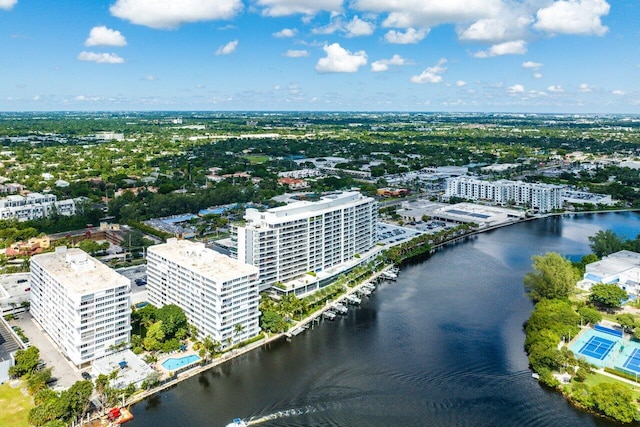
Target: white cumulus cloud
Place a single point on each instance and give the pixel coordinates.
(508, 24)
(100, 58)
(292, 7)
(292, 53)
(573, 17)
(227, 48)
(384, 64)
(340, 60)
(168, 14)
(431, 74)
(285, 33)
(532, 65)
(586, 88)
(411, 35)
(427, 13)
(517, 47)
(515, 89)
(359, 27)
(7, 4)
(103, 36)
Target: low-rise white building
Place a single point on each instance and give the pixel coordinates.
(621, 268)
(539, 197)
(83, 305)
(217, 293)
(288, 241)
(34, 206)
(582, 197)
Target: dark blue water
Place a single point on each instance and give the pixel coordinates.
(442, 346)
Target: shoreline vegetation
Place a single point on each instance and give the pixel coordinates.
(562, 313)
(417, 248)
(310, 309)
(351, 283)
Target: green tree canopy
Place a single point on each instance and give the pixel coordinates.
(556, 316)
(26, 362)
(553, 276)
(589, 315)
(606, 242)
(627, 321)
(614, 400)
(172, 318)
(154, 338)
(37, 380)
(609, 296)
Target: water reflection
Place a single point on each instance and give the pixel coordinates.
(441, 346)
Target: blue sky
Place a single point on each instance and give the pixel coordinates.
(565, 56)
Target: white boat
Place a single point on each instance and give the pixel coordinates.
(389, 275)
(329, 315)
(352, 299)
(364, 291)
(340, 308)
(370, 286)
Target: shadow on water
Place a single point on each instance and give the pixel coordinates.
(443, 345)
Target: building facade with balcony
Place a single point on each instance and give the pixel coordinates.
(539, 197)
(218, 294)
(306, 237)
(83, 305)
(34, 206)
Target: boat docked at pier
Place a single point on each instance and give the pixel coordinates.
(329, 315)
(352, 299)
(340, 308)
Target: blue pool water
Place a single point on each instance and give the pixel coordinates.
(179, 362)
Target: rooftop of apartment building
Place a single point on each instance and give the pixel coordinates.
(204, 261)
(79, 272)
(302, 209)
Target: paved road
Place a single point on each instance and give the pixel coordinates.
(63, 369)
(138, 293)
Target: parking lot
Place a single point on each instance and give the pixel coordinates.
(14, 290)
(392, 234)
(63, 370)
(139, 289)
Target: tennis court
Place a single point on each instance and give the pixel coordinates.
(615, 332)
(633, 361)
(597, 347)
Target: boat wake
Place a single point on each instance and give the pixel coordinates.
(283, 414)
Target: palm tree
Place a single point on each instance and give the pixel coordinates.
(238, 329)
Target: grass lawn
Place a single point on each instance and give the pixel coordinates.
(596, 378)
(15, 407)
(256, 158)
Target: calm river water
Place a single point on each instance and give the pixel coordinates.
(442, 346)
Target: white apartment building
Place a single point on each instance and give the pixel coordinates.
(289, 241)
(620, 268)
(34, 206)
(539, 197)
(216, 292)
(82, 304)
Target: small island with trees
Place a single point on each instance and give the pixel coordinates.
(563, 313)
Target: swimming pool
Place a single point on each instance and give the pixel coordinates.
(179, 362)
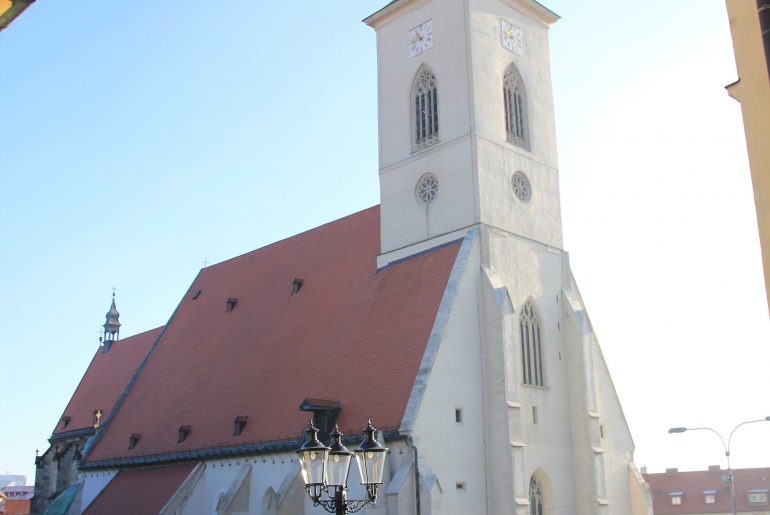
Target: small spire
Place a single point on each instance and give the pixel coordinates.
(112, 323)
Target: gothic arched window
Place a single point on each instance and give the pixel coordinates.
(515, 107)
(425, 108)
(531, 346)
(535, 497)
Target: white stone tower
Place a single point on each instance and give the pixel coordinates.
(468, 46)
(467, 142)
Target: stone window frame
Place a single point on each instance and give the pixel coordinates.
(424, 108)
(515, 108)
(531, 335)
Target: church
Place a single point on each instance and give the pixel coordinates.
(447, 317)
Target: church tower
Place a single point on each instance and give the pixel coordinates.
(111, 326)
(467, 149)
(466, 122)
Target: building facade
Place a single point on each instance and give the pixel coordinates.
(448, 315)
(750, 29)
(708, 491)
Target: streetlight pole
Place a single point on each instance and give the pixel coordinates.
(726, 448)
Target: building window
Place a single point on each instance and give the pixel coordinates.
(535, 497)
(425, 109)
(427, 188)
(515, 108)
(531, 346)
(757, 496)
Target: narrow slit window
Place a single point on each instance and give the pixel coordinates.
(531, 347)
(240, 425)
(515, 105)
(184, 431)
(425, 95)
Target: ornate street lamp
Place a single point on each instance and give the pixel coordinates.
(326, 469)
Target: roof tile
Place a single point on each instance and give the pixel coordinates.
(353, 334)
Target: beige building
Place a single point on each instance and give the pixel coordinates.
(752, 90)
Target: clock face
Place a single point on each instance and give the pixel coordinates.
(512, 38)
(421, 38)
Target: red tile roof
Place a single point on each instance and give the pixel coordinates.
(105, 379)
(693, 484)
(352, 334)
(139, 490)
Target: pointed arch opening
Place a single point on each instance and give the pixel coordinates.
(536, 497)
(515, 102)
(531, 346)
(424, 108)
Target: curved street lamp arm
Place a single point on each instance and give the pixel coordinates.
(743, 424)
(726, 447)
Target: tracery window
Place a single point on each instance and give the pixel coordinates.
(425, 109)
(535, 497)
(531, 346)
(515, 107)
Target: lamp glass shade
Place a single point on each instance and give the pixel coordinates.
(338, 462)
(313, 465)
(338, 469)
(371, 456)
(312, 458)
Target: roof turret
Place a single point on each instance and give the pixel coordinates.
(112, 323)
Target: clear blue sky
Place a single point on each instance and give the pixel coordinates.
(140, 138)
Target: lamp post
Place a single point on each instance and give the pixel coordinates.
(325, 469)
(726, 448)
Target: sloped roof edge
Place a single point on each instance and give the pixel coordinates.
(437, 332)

### Required task
Could you reproduce, word for word, the stretch of the listing from the line containing "Target: beige building" through its final line?

### Written solution
Target: beige building
Place a single point on each instance and give the pixel coordinates.
(752, 90)
Target: clock face
Place a single point on each instance and give the pixel coordinates.
(512, 38)
(421, 38)
Target: red tile roof
Place a single point on each instance and give the pixel coordinates.
(105, 379)
(693, 484)
(352, 334)
(139, 490)
Target: pointed arch opening
Place a single point on each instance and give the pixel coordinates.
(536, 497)
(515, 102)
(531, 346)
(424, 108)
Target: curved street lamp arm
Place a single point on each instance and give the pixel coordinates.
(743, 424)
(726, 447)
Target: tracery window
Place a single point on each instance and give the pixel coordinates.
(425, 109)
(535, 497)
(531, 346)
(515, 107)
Target: lamp glass shade
Place a single point on each instance and give the pixel coordinates.
(338, 462)
(313, 465)
(338, 469)
(371, 456)
(312, 458)
Target: roof turret
Place a single point on each instance and give the pixel coordinates.
(112, 323)
Target: clear blue sky
Place a single point on each instance and give the pixel coordinates.
(140, 138)
Target: lamp post
Place a single point on each instance and give the pixel coordinates.
(325, 469)
(726, 448)
Target: sloped roof edge
Place a single point on each instance and give the pixel coordinates.
(437, 332)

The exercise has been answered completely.